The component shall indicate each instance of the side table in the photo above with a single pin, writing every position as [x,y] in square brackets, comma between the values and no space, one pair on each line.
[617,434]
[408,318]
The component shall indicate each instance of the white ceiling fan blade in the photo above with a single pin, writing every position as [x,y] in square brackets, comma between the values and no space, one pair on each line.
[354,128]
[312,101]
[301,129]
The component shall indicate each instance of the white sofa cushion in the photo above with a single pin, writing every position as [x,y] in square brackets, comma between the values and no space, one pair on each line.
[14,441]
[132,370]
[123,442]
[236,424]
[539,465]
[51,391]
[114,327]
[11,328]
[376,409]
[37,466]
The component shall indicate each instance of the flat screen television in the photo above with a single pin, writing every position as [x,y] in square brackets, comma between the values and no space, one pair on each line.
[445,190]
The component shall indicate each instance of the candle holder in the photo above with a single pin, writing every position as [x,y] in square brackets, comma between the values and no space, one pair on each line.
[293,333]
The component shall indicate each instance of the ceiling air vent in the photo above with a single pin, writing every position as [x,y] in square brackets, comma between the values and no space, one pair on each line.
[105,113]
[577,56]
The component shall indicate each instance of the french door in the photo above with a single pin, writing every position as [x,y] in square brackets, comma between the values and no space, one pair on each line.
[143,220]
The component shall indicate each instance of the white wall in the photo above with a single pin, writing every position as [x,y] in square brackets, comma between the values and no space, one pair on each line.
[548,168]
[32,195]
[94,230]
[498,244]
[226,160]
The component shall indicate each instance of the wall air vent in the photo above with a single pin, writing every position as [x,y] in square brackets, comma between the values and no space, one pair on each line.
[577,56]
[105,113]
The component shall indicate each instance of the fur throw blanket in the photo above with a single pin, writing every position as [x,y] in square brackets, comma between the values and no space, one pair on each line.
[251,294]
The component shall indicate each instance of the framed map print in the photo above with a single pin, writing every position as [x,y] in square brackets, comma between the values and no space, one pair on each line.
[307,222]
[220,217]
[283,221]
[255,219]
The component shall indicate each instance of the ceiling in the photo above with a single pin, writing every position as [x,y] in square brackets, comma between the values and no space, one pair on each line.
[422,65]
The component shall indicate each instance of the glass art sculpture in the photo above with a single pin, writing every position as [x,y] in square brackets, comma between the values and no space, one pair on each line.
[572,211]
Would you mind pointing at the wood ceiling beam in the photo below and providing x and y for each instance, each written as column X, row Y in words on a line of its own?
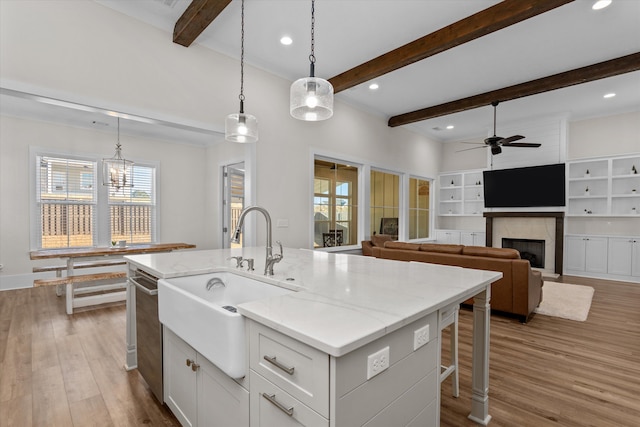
column 601, row 70
column 497, row 17
column 195, row 19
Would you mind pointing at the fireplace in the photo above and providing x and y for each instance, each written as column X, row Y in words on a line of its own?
column 542, row 225
column 530, row 249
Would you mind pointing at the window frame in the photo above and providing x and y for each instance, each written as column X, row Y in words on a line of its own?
column 430, row 209
column 101, row 235
column 364, row 202
column 400, row 191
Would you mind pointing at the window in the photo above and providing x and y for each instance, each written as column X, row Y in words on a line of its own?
column 385, row 203
column 335, row 203
column 419, row 190
column 66, row 200
column 73, row 210
column 132, row 209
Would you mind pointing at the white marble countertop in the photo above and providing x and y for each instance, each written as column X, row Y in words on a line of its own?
column 342, row 301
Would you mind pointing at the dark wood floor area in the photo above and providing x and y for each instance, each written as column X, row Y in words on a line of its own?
column 59, row 370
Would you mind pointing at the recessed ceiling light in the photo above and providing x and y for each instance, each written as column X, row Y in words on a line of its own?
column 601, row 4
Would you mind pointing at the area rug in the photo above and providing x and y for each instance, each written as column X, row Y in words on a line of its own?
column 564, row 300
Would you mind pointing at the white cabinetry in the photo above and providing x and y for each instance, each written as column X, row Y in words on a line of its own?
column 293, row 384
column 604, row 187
column 461, row 237
column 461, row 194
column 607, row 257
column 451, row 237
column 586, row 254
column 624, row 256
column 473, row 238
column 197, row 392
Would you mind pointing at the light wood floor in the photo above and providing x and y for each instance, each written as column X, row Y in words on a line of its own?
column 59, row 370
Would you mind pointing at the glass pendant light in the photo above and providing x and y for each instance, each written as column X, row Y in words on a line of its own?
column 117, row 172
column 311, row 98
column 241, row 127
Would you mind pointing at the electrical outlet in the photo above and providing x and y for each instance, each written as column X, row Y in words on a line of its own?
column 377, row 362
column 420, row 337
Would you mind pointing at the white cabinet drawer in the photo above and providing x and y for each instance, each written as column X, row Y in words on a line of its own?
column 296, row 368
column 271, row 406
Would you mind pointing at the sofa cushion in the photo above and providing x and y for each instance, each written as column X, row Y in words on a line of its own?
column 380, row 239
column 441, row 248
column 402, row 245
column 506, row 253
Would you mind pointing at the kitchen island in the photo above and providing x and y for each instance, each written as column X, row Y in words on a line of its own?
column 346, row 308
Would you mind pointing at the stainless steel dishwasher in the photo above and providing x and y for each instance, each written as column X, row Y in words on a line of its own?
column 148, row 331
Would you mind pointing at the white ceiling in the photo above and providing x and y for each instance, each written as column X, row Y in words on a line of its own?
column 350, row 32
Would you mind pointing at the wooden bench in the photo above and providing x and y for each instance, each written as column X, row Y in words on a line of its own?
column 60, row 268
column 72, row 291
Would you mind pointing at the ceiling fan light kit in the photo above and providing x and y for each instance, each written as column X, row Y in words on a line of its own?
column 311, row 98
column 241, row 127
column 497, row 142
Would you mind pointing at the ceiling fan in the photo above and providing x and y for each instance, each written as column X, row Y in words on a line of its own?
▬▬▬▬▬▬▬▬▬▬
[What you have to do] Convert the entries into a Markdown table with the columns "Row" and "Line Text", starting at the line that contains "Would you mind pointing at the stainless" and ending at the line that contains "column 148, row 331". Include both of those lines and leave out any blank lines.

[Solution for this exercise]
| Row | Line Text |
|---|---|
| 1 | Would you mind pointing at the stainless steel dishwasher in the photo above and providing x and y for each instance, each written as column X, row Y in words on a line of its own? |
| 2 | column 148, row 331 |